■ SET EXERCISE
In the entries, change "tree foliage" to "tree leaves" in the stretch from the line containing "q: sweater neckline" through the line containing "top-left (167, 13), bottom-right (320, 228)". Leave everything else unchanged, and give back only those lines.

[BEGIN MATERIAL SUPPLIED]

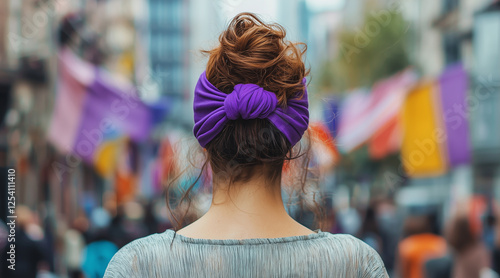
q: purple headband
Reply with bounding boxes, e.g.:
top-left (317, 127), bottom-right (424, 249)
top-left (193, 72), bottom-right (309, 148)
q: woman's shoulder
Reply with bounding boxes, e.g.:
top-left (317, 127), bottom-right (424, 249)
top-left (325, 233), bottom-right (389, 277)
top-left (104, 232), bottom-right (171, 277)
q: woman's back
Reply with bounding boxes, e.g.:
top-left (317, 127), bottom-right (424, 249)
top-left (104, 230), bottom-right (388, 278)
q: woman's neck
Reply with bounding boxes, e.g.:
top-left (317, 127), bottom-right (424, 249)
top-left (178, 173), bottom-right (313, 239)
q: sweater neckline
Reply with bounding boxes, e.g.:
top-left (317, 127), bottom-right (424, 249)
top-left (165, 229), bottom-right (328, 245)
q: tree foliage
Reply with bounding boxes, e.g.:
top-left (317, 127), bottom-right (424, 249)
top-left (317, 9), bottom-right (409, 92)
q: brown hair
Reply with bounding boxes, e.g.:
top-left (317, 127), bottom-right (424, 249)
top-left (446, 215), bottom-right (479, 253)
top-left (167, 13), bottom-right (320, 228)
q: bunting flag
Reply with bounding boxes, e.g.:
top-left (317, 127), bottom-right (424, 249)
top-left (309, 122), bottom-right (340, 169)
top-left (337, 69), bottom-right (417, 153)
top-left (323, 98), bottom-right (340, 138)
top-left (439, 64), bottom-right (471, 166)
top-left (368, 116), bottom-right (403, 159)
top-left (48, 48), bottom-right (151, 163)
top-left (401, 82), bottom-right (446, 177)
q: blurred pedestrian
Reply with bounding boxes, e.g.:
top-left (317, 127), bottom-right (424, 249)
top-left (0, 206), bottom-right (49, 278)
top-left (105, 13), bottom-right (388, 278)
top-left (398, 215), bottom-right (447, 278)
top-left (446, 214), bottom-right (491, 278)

[END MATERIAL SUPPLIED]
[BEGIN MATERIAL SUPPLIED]

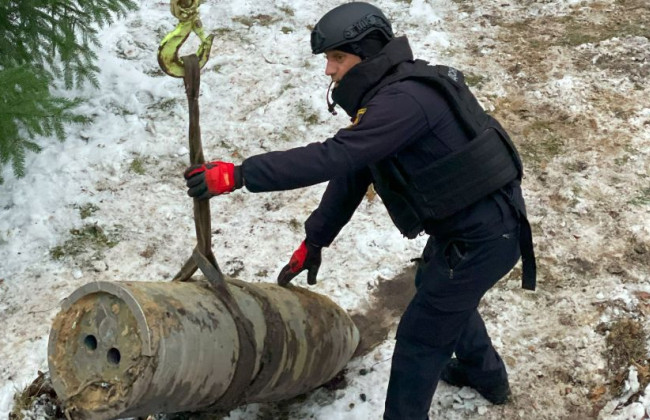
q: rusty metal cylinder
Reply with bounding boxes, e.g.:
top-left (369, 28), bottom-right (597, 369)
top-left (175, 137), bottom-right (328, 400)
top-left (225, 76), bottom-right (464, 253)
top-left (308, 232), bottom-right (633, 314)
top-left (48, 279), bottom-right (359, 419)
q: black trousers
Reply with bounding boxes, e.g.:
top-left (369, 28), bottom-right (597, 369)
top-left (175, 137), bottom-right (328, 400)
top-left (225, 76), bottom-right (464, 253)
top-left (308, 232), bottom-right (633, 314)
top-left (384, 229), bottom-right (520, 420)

[END MATERIAL SUPPLIED]
[BEGIN MATERIAL SUPPLIED]

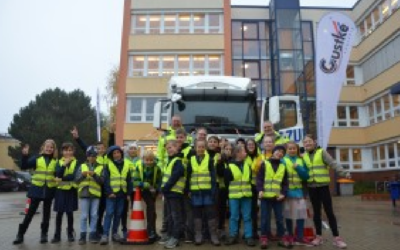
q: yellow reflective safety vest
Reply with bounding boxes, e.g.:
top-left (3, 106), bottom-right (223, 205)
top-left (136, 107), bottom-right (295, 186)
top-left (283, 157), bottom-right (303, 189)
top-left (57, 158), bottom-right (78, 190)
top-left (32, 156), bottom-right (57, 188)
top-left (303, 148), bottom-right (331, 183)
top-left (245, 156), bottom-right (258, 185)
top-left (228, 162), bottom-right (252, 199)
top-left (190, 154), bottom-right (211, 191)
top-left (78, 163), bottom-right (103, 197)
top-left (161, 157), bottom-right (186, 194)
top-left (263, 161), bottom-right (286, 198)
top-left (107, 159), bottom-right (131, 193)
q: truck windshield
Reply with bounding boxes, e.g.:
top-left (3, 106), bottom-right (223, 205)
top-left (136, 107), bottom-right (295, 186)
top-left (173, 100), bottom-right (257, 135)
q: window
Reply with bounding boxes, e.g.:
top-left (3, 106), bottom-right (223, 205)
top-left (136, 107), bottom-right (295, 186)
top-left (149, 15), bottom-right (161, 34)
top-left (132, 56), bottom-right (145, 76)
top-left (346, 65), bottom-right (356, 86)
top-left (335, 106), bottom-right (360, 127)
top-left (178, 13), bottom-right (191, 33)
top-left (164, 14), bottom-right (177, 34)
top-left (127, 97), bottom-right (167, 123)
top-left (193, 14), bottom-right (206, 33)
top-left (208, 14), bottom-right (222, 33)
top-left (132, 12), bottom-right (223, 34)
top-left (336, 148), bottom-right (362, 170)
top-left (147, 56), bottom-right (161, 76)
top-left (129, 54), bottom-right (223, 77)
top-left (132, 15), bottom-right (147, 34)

[END MATERIAL SUPPLIED]

■ TASK ANSWER
q: sweater neckline
Reply with bounding boxes, e.g.:
top-left (317, 127), bottom-right (424, 249)
top-left (165, 229), bottom-right (328, 245)
q: tree leaves
Reply with bounding boxes, e.g.:
top-left (317, 127), bottom-right (424, 249)
top-left (317, 9), bottom-right (409, 92)
q: brown hair
Reply with bounding boxes, e.g.:
top-left (317, 127), bottom-right (424, 249)
top-left (446, 215), bottom-right (479, 253)
top-left (167, 13), bottom-right (320, 228)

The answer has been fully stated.